* **Material supplied**
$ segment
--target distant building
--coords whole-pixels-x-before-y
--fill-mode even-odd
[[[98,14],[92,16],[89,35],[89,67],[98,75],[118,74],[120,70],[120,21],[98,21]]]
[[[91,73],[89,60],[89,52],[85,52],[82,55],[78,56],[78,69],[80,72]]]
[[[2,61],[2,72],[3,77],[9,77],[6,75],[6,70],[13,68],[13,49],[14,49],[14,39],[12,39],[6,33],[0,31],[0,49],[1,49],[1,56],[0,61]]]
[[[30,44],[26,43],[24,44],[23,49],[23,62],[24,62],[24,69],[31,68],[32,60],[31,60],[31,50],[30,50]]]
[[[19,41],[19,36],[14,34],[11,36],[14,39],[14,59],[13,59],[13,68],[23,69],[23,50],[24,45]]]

* **Objective**
Update the records above, putting "nearby tower" wherever "distant building" appears and leaving everything else as it is.

* **Task output**
$ segment
--target nearby tower
--coords whole-pixels-x-before-y
--fill-mode even-odd
[[[98,14],[92,16],[89,35],[89,67],[98,75],[118,74],[120,70],[120,21],[98,21]]]
[[[91,73],[89,60],[89,52],[85,52],[82,55],[78,56],[78,69],[80,72]]]
[[[2,61],[2,72],[3,77],[9,77],[6,75],[6,70],[13,68],[13,49],[14,49],[14,39],[12,39],[6,33],[0,31],[0,49],[1,49],[1,56],[0,61]]]
[[[30,44],[26,43],[24,44],[23,49],[23,62],[24,62],[24,69],[31,68],[32,60],[31,60],[31,50],[30,50]]]
[[[19,41],[19,36],[14,34],[11,36],[14,39],[14,59],[13,59],[13,68],[23,69],[23,50],[24,45]]]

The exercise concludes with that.